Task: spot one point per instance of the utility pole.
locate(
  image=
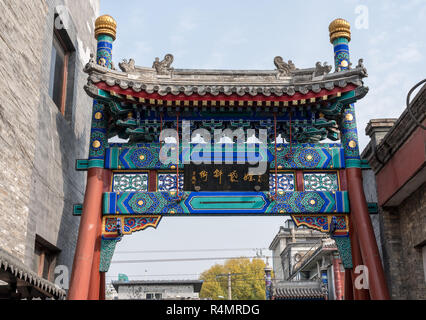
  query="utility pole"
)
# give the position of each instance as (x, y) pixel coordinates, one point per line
(229, 286)
(229, 275)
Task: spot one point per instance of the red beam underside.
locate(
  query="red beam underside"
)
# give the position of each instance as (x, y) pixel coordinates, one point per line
(223, 97)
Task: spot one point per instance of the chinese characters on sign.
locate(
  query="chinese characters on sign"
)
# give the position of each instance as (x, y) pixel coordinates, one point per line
(233, 177)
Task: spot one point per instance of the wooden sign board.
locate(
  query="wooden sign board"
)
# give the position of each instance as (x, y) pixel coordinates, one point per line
(223, 177)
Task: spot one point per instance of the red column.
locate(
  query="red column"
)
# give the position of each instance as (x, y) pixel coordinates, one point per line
(87, 234)
(365, 234)
(95, 278)
(102, 288)
(349, 294)
(338, 283)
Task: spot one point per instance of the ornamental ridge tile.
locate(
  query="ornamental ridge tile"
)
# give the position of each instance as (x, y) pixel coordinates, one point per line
(285, 80)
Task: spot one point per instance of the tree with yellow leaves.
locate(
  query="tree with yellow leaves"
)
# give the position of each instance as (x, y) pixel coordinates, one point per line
(247, 283)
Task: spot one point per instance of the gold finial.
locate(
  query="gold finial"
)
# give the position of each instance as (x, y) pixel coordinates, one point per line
(106, 25)
(340, 28)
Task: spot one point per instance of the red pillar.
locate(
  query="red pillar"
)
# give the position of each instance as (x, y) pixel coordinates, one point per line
(365, 234)
(102, 288)
(359, 294)
(87, 234)
(95, 277)
(349, 294)
(338, 283)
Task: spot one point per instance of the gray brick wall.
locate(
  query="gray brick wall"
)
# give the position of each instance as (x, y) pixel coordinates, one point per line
(38, 182)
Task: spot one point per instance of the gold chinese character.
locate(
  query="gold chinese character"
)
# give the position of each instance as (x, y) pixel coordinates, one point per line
(233, 176)
(204, 175)
(218, 174)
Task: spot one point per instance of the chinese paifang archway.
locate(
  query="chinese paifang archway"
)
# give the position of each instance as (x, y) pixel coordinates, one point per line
(130, 188)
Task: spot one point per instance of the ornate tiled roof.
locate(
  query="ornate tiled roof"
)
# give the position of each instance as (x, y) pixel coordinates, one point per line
(163, 80)
(10, 264)
(298, 290)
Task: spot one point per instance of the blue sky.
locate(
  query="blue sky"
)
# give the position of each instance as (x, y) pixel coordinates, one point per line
(246, 34)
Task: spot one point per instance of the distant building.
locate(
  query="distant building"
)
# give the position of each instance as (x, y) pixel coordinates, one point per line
(306, 265)
(397, 154)
(158, 289)
(45, 119)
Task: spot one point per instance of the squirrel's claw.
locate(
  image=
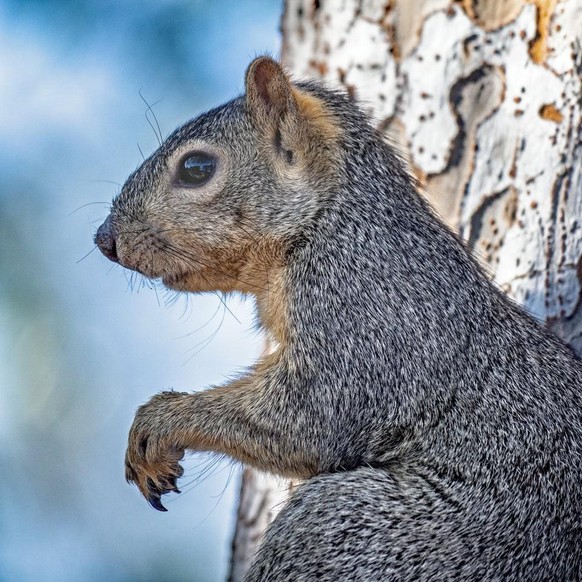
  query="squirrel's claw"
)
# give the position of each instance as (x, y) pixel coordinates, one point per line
(154, 496)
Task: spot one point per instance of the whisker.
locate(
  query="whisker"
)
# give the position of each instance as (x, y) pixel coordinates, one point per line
(149, 109)
(85, 256)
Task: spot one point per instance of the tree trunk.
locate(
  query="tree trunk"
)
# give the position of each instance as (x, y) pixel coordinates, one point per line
(484, 100)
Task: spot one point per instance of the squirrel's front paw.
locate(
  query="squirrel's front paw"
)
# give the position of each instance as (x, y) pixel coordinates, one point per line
(153, 449)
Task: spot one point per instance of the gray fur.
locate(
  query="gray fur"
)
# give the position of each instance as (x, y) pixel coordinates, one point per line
(439, 425)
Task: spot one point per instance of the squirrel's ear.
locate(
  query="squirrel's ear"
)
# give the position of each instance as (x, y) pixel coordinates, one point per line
(269, 91)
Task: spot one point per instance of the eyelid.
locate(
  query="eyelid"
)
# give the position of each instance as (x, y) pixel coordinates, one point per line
(200, 160)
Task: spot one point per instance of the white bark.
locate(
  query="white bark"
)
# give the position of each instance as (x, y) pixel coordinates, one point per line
(484, 99)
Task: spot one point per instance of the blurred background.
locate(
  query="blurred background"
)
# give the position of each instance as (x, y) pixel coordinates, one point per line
(82, 343)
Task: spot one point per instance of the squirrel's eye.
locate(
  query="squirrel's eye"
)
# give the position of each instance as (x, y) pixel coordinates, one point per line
(197, 168)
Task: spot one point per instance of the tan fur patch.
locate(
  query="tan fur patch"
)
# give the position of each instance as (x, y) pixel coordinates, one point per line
(317, 114)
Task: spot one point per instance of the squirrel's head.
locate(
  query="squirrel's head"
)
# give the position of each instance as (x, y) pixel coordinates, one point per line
(218, 204)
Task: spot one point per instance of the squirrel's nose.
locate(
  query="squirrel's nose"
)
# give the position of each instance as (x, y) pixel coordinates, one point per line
(105, 240)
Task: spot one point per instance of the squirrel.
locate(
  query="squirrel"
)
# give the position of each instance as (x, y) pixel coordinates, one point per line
(436, 426)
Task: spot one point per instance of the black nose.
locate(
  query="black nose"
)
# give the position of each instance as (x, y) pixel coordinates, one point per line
(105, 240)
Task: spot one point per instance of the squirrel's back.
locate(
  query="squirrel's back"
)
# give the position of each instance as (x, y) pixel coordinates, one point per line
(438, 426)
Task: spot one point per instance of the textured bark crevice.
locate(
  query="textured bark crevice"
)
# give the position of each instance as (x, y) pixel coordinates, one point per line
(484, 100)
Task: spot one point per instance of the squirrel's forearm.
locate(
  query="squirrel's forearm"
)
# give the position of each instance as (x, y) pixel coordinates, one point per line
(240, 420)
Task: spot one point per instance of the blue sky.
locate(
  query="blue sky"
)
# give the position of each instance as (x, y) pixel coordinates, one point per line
(82, 344)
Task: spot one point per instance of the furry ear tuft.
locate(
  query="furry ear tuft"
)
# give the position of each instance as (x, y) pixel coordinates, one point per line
(269, 91)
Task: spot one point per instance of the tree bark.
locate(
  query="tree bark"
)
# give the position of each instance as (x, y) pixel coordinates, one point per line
(484, 100)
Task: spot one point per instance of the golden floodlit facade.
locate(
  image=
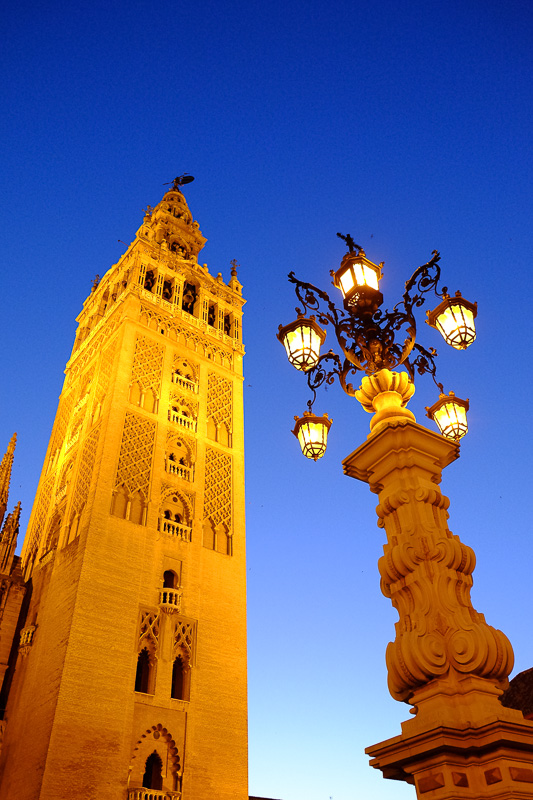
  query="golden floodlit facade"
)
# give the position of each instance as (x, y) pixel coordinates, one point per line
(127, 677)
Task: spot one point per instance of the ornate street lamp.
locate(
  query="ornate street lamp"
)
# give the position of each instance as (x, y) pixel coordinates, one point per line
(446, 661)
(302, 340)
(372, 340)
(454, 319)
(312, 433)
(449, 412)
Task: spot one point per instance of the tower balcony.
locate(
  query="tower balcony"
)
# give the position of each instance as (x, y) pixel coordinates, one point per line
(178, 469)
(185, 383)
(152, 794)
(170, 600)
(72, 441)
(185, 422)
(176, 529)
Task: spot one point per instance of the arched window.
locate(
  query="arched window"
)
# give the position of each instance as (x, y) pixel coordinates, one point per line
(178, 680)
(135, 394)
(209, 535)
(189, 298)
(143, 674)
(170, 579)
(153, 777)
(137, 508)
(149, 281)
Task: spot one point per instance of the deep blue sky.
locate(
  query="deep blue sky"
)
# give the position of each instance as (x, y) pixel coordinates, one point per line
(407, 124)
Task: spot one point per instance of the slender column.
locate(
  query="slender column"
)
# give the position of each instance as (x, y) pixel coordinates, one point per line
(445, 660)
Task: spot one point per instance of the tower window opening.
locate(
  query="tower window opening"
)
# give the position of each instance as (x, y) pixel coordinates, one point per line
(143, 673)
(149, 281)
(170, 579)
(180, 689)
(189, 298)
(153, 772)
(167, 291)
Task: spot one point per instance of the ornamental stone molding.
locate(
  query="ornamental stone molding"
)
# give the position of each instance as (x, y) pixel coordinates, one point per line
(445, 660)
(386, 393)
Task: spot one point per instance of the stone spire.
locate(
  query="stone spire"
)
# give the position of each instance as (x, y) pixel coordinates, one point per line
(170, 224)
(5, 475)
(8, 540)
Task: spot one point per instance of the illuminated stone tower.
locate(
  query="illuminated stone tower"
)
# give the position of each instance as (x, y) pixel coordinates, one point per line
(131, 681)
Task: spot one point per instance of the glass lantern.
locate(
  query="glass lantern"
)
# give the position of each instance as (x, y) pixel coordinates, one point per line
(312, 433)
(358, 279)
(454, 319)
(449, 412)
(302, 340)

————

WORK TO DO
Using the material above, extract the line that contains "Task: spot one point per instance of the deep" and every line after it, exactly as given; stop at the last line.

OUTPUT
Task: spot one point per instance of the deep blue sky.
locate(
  query="deep blue sky"
)
# give the position of each instance as (x, y) pixel coordinates, one point per line
(407, 124)
Task: spot one point per instance of the slender column.
locate(
  query="slender column"
)
# give the position of each instance as (x, y) pixel coordinates, one point per line
(445, 660)
Task: spot one point per instance of the tower window opening.
locate(
  query="tower window opening"
)
# give the position of each instance as (x, y) pixel coordinates, one point per line
(143, 673)
(149, 281)
(170, 579)
(180, 689)
(189, 298)
(153, 772)
(167, 291)
Task: spot one point per instance of the ornamental stone molding.
locate(
  query="ornamental stone molding"
)
# give the position of each instance as (x, y) pixel coordinates, one point per line
(445, 660)
(386, 393)
Task: spot one point per instance of the stone spire.
locate(
  query="stone spire"
)
# give the position of each instance as (x, y) pixel coordinates, one point per line
(170, 224)
(5, 475)
(8, 540)
Task: spot one point per instance of the illuminated stone tower.
locate(
  query="illuminated stone tower"
)
# give the position of each instance as (x, y) pixel coordinates, one point per line
(131, 681)
Task: spot one point per instance of the glass lantern.
locate(
  query="glass lantern"
)
# give the position of each instance as (x, y) pixel coordinates, one point per line
(312, 433)
(358, 279)
(454, 319)
(449, 412)
(302, 340)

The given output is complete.